§ **WHAT YOU WILL DO**:
Decide whether each statement agrees with the article below on motor control in C++. Answer yes or no for each, and quote the exact words from the article that settle it.
1. Assembly code for an FIR filter runs up to 20 times faster than C on any processor.
2. Most real-time applications today are written in C.
3. Smart pointers such as std::unique_ptr help lower the risk of memory leaks.

§ **READING TEXT**:
╭──

Mastering motor control: implementation in C++

转载:https://www.embedded.com/mastering-motor-control-implementation-in-c/

Over three decades ago, real-time software was predominantly written in assembly language or a combination of assembly and the C programming language. Even today, certain digital signal processing (DSP) routines are crafted in assembly language and distributed by MCU/DSP manufacturers. This is especially the case when dealing with a specific coprocessor for which compilers are not optimized. Such compilers may not understand the coprocessor’s architecture or how to leverage its advantages, such as efficient memory access, register allocation, execution of specialized instructions, and pipelining to perform multiple instructions in parallel. DSP processors employ these techniques to efficiently execute a series of signal processing operations. A prime example is Finite Impulse Response (FIR) filter. FIR filter code written in assembly language can be up to 20 times faster than a C implementation. However, this is only true for specific coprocessors. Compilers and optimizers for standard MCUs/DSPs are already so efficient that assembly language programming does not significantly outperform the code generated by the compiler. Today, the majority of real-time applications are written in the C programming language.

Programming in C++

C++, especially modern C++ (C++11 and later), incorporates enhanced standard libraries with excellent functions and algorithms, reducing the need for additional third-party libraries. It includes features like Move Semantics and smart pointers like std::unique_ptr, which help reduce the risk of memory leaks. Other features like Type Inference (auto), Range-Based for Loops, a friendlier syntax, excellent performance, a strong ecosystem, and a vibrant community make modern C++ a compelling choice for implementing real-time software.

Despite the numerous advantages mentioned above, there are some issues or challenges that may arise. Here, I aim to highlight these issues and provide guidance on how to address them.

╰──

Collection entries
╭──

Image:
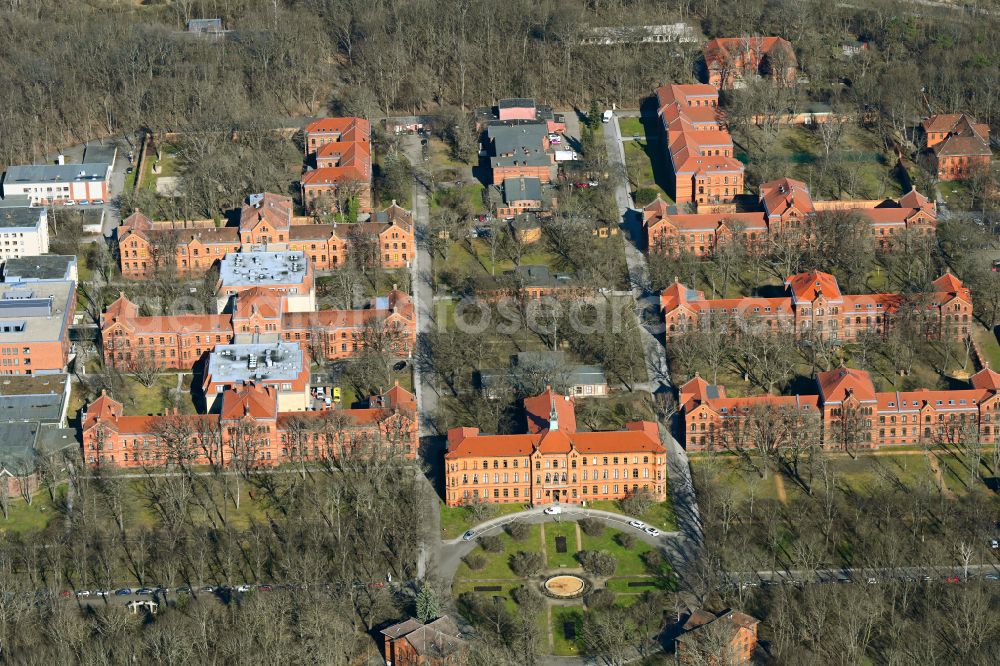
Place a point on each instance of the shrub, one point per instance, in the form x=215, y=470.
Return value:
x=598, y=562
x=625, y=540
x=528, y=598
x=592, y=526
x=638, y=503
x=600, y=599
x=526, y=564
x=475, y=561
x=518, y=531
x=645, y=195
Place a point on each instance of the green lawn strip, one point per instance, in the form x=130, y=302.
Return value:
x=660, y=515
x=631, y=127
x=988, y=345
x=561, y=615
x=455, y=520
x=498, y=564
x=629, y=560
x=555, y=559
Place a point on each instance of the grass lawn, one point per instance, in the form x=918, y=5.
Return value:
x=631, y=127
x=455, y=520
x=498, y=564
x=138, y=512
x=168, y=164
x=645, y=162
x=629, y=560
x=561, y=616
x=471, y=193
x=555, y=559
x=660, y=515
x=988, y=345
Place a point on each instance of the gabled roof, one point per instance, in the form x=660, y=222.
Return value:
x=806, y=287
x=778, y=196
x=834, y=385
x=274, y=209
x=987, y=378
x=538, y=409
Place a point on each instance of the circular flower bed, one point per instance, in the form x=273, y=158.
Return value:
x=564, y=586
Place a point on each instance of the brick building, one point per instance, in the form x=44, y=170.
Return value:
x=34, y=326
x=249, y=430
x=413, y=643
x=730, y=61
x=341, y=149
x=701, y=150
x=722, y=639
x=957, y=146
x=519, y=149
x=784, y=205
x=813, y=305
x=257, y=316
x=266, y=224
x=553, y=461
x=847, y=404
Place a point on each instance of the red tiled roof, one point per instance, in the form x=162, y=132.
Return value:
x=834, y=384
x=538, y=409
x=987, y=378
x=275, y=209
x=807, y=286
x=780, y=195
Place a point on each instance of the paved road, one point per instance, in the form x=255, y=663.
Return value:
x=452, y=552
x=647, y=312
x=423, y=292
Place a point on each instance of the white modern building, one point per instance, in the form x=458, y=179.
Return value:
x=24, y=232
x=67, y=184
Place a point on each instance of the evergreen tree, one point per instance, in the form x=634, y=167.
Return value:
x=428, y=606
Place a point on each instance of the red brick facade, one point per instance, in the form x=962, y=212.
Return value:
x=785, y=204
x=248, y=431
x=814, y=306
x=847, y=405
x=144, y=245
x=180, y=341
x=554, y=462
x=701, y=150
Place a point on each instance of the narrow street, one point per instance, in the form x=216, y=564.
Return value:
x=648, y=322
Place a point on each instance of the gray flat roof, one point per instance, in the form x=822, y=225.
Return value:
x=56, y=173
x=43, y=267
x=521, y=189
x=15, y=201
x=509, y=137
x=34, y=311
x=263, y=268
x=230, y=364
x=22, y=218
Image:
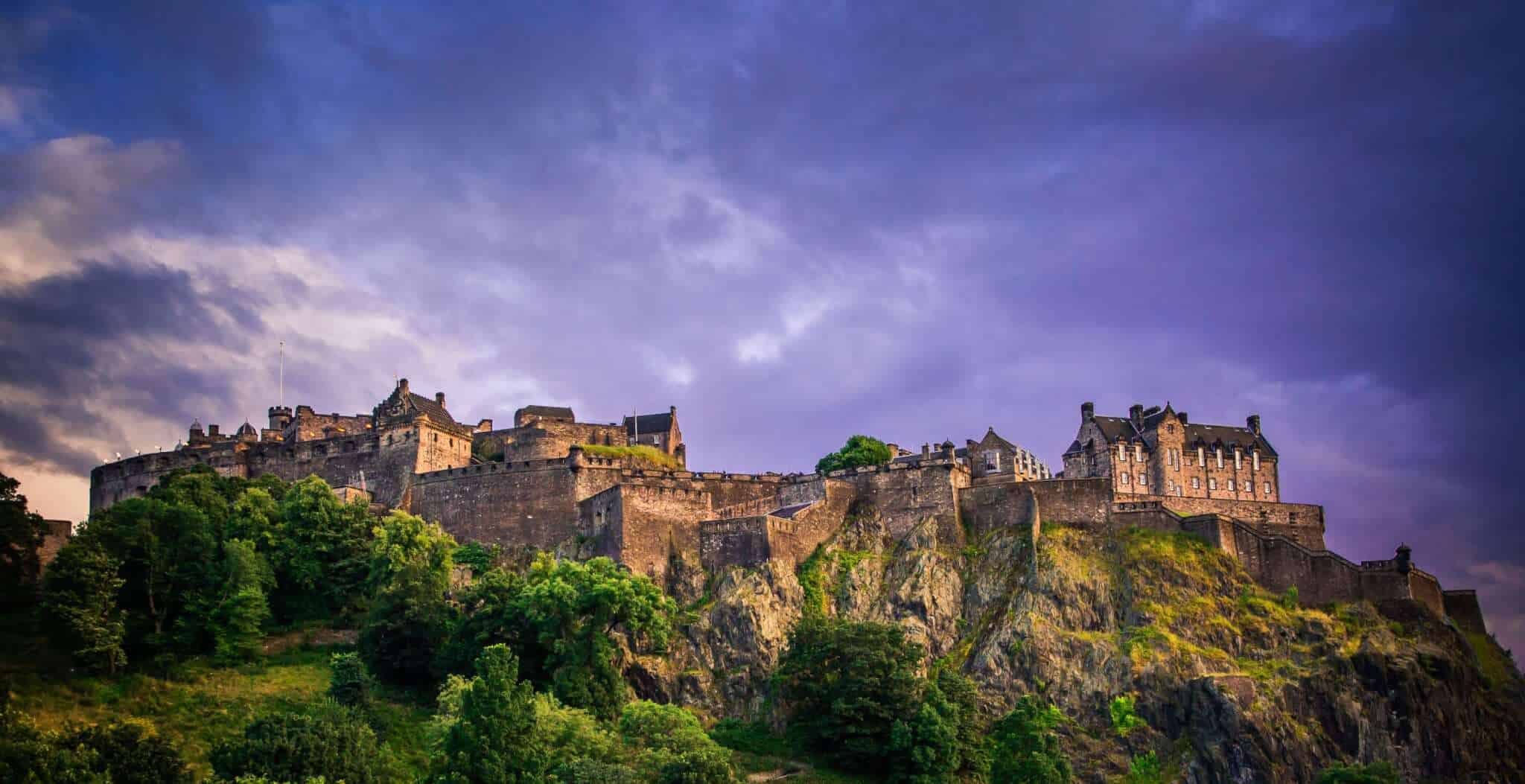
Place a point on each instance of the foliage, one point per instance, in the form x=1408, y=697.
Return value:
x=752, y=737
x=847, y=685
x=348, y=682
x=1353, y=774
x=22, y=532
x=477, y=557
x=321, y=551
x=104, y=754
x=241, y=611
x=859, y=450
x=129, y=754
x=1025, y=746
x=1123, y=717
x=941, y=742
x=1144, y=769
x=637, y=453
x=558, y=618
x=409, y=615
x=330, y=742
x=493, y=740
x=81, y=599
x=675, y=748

╰──
╭──

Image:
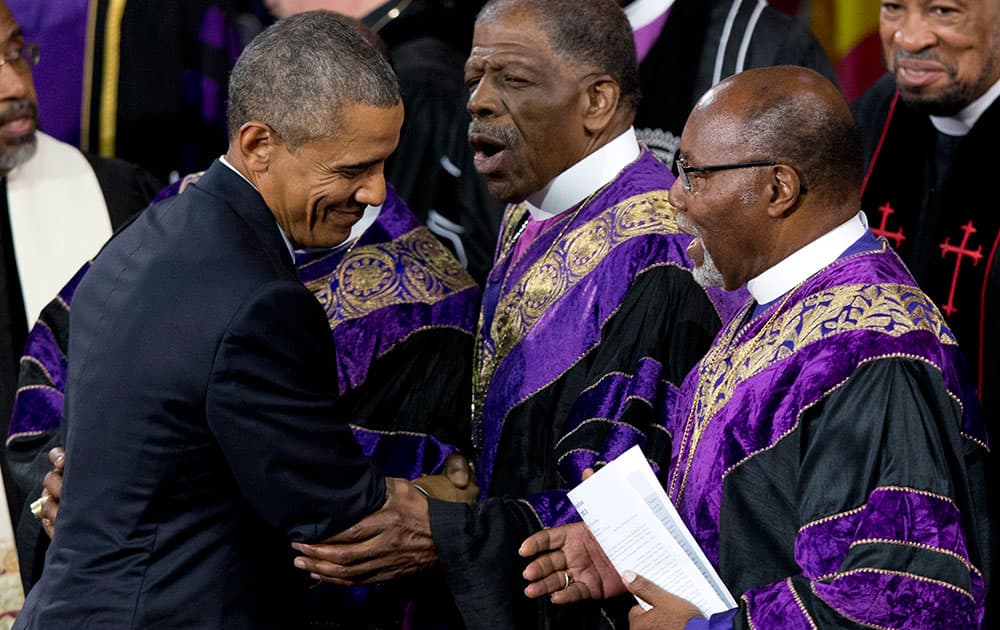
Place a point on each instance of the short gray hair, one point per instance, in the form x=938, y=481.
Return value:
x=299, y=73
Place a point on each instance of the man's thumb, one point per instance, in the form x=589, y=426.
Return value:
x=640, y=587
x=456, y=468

╰──

§ **OUTPUT OF THE EXERCISE**:
1. No: "However, this is only true for specific coprocessors."
2. Yes: "Today, the majority of real-time applications are written in the C programming language."
3. Yes: "smart pointers like std::unique_ptr, which help reduce the risk of memory leaks."